====== Data supplied

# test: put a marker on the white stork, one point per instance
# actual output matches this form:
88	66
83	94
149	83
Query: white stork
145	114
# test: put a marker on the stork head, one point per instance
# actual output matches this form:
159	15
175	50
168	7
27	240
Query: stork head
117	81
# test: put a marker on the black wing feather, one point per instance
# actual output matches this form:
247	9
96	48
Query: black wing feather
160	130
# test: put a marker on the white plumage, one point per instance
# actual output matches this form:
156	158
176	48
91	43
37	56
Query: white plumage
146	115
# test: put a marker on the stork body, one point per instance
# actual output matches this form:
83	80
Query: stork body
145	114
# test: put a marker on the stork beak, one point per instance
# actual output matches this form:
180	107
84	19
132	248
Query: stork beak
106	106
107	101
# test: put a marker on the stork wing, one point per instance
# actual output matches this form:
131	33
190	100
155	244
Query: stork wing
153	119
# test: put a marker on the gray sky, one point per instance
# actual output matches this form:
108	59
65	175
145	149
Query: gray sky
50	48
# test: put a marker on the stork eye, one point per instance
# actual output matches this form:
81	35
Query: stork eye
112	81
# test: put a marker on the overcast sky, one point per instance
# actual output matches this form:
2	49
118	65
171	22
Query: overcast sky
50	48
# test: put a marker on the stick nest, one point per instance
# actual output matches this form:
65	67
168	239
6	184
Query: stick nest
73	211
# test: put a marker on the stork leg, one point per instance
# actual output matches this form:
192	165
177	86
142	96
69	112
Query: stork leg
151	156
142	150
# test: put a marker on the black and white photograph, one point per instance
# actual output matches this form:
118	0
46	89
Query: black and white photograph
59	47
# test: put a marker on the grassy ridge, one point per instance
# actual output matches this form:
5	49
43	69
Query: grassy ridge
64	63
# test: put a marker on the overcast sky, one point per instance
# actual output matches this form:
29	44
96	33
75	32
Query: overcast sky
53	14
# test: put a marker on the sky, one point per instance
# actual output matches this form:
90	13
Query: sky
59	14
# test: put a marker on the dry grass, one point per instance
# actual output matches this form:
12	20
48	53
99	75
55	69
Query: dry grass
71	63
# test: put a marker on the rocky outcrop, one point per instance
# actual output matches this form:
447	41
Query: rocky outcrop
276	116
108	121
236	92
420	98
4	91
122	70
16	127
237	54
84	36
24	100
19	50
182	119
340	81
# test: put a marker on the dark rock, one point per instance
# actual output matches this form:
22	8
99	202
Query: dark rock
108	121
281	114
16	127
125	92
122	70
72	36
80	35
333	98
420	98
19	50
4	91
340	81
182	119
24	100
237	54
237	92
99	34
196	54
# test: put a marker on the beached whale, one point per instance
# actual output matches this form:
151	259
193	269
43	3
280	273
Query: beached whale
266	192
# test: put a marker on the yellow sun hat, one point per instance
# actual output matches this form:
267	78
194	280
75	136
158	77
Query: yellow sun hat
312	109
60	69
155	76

============

- Exercise details -
Begin at the line that contains "# test: put a marker on the dark" and stop after the final line of the material. Render every line in that stretch as an item in a numbered list, and omit any blank lines.

- Exercise response -
1. # test: put a marker on the dark rock, one point per instance
2. # actual output matches this form:
3. 22	8
4. 99	202
5. Query: dark rock
6. 108	121
7. 281	114
8. 16	127
9. 125	92
10. 122	70
11. 72	36
12. 80	35
13. 333	98
14. 420	98
15. 19	50
16. 4	91
17. 340	81
18. 182	119
19. 24	100
20. 237	54
21. 237	92
22. 99	34
23. 196	54
24. # test: put a marker on the beached whale, one point per instance
25. # actual output matches this form:
26. 151	259
27. 193	269
28. 43	3
29. 280	273
30. Query: beached whale
31. 266	192
32. # test: put a marker on the yellow sun hat, one point per instance
33. # actual output matches this form:
34. 267	78
35. 194	280
36. 75	136
37. 158	77
38. Query: yellow sun hat
39. 312	109
40. 60	69
41. 155	76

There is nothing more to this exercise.